■ Dataset extract:
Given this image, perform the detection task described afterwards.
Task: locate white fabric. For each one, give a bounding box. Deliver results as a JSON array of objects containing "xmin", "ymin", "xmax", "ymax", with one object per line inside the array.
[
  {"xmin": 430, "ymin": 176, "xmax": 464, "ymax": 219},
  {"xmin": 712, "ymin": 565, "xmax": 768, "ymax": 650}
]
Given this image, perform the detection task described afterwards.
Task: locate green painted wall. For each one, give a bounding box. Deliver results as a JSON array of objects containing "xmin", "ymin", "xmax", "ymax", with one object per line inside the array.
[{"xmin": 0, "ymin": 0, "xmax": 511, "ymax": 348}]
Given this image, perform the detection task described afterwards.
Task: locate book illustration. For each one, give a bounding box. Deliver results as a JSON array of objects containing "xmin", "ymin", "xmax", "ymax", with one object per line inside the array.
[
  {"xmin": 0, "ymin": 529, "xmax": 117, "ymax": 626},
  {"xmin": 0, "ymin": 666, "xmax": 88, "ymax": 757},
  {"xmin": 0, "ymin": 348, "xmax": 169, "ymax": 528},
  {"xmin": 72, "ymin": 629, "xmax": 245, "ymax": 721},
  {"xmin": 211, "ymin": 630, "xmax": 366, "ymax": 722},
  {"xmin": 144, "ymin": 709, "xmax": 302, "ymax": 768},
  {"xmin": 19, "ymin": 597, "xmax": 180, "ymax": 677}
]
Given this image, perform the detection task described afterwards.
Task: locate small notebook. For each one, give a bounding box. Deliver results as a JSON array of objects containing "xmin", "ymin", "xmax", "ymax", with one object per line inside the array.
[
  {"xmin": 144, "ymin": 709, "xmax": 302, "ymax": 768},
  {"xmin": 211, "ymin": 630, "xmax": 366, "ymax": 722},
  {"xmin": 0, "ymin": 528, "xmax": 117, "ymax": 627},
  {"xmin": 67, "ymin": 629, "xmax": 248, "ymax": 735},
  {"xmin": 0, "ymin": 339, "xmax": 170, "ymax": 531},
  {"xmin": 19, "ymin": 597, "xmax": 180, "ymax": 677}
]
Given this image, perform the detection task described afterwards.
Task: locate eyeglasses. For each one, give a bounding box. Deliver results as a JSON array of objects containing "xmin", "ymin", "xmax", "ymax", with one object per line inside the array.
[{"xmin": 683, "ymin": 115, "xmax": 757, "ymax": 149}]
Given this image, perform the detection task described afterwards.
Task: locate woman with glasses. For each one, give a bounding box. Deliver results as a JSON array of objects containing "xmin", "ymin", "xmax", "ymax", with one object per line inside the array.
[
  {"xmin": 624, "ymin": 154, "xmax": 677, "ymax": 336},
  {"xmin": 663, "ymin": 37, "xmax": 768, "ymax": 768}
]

■ Prompt:
State how many lines in the rows above contain the string "object", treating uppercase and lowercase as distinct, and give only that number.

■ Result of this task:
6